[EXERCISE PROMPT] Find each line in the material below that contains the word "surface", and reproduce those lines in the order they appear.
=====
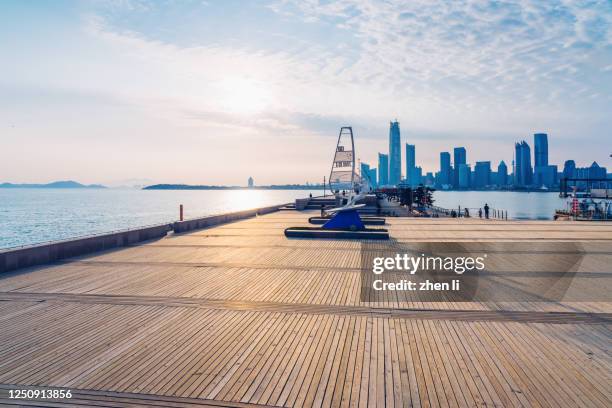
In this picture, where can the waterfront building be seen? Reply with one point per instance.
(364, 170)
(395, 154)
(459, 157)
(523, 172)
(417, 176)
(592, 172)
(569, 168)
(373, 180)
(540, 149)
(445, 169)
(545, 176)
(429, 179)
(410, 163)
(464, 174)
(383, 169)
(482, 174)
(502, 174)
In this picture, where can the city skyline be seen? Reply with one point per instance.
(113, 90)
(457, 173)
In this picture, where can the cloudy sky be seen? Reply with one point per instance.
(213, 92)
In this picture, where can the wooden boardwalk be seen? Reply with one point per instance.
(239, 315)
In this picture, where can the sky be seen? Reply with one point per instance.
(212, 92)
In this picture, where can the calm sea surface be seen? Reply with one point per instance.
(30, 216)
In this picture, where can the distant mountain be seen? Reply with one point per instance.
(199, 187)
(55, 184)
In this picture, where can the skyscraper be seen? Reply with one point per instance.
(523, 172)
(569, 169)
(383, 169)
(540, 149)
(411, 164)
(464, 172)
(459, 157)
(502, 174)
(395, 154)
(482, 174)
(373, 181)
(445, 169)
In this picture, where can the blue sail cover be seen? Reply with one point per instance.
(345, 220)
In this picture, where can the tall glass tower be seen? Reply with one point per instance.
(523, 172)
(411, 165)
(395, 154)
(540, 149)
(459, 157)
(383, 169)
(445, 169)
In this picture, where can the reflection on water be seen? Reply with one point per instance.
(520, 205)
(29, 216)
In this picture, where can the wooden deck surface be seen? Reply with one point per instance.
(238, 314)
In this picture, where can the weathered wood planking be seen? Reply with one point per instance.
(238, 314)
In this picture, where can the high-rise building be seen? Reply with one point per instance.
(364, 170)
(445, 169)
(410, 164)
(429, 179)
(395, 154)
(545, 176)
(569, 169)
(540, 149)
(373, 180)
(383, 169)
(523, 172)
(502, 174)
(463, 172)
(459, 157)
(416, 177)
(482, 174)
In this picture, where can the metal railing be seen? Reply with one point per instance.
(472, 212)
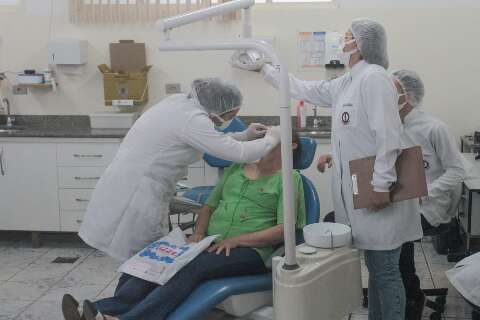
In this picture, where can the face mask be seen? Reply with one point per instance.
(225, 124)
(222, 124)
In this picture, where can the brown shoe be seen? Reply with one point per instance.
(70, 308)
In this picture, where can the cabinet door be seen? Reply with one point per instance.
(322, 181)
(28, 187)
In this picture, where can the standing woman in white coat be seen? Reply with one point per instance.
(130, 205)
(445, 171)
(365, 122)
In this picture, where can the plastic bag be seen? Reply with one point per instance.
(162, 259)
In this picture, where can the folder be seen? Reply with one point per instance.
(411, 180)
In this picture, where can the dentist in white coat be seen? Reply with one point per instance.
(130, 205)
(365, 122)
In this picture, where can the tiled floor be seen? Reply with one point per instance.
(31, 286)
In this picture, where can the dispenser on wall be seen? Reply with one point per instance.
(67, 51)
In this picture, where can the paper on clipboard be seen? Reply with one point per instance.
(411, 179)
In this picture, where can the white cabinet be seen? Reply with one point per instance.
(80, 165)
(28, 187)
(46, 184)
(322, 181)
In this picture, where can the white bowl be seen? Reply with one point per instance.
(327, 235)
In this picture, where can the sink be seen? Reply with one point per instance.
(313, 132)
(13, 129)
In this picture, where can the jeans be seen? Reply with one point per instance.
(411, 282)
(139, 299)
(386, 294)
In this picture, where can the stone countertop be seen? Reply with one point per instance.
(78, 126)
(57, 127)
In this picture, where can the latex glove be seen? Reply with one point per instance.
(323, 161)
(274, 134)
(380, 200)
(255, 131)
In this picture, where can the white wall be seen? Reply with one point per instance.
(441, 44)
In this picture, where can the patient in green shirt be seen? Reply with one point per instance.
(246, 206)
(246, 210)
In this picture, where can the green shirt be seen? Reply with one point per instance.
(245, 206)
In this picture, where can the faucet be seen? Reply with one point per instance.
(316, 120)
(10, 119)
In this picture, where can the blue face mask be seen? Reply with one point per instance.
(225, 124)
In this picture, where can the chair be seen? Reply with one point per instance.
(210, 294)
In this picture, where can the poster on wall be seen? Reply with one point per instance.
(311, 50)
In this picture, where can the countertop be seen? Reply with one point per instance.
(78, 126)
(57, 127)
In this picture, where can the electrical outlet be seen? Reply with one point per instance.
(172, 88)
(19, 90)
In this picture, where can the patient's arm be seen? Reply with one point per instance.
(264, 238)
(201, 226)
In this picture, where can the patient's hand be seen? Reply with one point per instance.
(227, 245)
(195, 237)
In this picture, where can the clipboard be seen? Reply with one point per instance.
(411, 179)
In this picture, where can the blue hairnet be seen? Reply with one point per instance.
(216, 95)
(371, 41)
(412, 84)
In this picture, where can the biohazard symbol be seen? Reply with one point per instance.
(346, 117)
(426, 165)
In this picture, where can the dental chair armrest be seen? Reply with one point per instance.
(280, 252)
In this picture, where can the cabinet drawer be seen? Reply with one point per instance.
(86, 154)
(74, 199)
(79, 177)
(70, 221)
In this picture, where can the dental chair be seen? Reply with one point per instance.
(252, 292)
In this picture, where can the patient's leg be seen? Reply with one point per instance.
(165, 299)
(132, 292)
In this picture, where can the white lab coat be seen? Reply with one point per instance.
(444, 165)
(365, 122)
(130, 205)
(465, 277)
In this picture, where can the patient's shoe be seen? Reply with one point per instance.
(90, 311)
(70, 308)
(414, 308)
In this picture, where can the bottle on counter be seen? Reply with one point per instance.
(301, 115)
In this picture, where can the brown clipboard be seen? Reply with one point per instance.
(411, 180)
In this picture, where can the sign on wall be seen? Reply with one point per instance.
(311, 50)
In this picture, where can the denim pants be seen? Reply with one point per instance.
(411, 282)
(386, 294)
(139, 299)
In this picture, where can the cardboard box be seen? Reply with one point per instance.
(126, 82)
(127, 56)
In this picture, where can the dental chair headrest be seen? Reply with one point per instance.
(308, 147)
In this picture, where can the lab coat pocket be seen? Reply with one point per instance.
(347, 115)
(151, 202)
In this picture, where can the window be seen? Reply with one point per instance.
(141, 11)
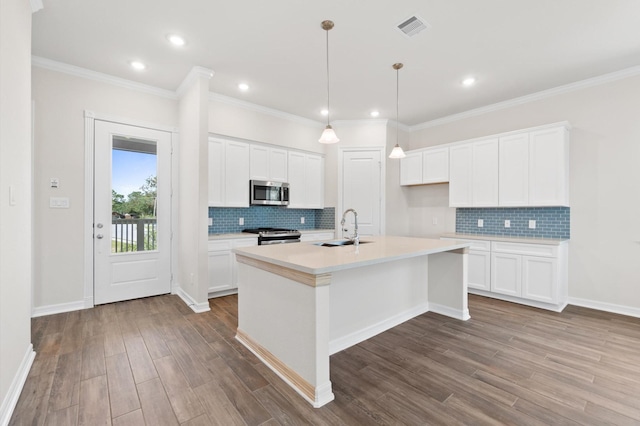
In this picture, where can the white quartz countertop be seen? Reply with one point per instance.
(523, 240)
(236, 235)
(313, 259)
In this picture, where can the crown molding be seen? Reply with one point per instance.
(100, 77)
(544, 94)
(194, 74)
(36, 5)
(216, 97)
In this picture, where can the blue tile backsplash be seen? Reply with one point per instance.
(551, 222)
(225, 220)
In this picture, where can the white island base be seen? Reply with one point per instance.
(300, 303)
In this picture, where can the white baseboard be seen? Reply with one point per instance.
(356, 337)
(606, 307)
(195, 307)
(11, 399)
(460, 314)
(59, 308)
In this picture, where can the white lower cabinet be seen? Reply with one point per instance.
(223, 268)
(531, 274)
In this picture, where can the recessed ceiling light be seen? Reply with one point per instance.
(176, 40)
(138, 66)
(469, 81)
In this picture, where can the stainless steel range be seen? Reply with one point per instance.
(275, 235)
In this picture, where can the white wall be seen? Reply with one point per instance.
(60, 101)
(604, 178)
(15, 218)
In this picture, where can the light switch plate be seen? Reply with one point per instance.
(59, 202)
=====
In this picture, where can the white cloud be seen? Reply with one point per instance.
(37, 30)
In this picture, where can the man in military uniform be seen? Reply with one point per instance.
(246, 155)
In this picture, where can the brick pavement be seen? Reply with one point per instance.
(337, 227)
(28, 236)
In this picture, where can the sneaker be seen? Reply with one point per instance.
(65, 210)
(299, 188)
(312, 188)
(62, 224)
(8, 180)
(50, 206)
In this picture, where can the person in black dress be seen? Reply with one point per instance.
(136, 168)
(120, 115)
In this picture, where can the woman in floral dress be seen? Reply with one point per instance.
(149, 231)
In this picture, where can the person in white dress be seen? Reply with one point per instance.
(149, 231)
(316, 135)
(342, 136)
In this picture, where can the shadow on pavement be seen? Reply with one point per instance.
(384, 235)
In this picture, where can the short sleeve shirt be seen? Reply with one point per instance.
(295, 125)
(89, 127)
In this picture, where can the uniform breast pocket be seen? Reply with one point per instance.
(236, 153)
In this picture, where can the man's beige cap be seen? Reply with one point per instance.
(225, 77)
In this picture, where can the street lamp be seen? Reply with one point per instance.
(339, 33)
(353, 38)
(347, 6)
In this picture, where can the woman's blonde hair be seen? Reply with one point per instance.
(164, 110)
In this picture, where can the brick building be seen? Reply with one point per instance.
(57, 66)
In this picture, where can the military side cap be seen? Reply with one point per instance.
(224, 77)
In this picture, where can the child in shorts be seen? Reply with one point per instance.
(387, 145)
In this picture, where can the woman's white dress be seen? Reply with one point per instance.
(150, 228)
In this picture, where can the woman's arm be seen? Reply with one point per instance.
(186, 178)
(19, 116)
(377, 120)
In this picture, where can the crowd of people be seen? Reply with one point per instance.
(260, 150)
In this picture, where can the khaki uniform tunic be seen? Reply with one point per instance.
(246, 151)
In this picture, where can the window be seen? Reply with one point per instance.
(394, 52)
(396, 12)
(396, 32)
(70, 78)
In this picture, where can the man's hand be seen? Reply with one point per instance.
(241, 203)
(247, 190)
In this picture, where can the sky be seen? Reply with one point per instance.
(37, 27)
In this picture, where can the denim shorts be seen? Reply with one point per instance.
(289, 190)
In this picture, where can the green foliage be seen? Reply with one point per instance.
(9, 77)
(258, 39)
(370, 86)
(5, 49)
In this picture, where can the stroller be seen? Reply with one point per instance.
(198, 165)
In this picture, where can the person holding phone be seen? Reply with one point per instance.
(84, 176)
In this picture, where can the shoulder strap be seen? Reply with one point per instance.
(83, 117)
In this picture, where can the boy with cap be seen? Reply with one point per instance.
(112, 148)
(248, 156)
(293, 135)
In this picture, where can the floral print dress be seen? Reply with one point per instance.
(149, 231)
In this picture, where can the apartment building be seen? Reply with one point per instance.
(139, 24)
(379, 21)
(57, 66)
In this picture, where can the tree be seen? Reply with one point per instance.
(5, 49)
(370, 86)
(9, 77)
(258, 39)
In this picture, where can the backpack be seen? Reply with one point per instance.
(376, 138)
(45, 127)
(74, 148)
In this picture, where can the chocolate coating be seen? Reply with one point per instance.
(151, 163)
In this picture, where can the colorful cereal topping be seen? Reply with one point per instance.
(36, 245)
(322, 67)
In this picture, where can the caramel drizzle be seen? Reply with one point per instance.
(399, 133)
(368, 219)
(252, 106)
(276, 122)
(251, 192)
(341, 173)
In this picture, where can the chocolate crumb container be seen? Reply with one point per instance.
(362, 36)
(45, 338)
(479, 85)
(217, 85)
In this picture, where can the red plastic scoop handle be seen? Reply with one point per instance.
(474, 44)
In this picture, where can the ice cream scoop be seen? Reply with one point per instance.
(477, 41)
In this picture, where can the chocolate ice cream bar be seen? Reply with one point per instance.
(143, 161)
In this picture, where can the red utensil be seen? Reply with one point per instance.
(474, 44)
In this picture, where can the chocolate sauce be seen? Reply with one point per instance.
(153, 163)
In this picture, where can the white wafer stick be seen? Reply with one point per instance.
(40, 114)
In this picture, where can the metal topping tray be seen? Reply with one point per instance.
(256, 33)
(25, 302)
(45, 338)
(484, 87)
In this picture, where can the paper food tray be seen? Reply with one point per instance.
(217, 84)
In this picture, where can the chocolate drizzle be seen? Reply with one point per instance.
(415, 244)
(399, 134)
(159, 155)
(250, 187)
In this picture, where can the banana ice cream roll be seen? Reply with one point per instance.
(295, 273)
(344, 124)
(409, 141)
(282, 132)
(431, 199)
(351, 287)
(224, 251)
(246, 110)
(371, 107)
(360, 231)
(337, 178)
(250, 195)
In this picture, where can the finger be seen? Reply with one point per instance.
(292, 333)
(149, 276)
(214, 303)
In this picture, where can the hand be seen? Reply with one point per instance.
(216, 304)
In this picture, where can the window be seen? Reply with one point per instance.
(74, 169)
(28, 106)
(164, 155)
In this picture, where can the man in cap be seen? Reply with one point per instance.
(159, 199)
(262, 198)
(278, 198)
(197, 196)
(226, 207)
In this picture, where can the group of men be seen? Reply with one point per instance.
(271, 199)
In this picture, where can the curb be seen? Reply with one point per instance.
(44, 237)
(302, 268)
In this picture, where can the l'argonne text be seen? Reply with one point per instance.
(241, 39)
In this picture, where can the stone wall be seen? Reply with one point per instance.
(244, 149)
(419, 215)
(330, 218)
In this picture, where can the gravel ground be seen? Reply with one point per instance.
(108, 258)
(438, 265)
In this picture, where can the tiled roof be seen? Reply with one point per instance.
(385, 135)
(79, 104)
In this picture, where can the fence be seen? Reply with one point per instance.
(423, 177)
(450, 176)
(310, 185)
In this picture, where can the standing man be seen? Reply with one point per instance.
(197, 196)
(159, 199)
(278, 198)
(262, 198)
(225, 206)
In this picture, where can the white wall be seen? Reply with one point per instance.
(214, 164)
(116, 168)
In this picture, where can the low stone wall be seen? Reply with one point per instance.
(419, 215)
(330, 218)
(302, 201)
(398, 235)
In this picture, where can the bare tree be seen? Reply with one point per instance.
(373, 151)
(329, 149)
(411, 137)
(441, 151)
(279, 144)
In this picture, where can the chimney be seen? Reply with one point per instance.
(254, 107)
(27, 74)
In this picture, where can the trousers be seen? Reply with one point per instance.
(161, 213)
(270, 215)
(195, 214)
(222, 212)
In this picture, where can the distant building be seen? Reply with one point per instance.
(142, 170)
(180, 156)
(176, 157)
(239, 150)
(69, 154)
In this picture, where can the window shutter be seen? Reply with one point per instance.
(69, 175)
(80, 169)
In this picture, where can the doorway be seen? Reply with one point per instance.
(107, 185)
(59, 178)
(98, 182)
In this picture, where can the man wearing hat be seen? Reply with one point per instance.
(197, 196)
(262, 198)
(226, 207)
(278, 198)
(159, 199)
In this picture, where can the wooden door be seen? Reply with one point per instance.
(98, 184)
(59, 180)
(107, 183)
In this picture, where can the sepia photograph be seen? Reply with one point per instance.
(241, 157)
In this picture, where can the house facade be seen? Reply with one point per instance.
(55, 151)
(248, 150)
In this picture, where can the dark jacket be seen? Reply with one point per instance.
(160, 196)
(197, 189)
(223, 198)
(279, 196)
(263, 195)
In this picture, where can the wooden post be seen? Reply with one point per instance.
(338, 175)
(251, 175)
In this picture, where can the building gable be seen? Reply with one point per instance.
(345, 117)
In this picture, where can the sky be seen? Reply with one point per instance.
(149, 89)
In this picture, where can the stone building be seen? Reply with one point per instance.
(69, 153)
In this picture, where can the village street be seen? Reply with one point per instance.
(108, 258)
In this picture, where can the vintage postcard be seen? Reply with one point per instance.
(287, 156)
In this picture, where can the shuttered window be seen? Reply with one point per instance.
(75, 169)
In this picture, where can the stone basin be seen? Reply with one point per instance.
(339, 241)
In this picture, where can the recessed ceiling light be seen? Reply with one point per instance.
=====
[CORRECT OUTPUT]
In this picture, where can the calm sea surface be seen? Reply with one point per instance.
In this picture, where can the wooden deck surface be seen? Reply with one point per instance.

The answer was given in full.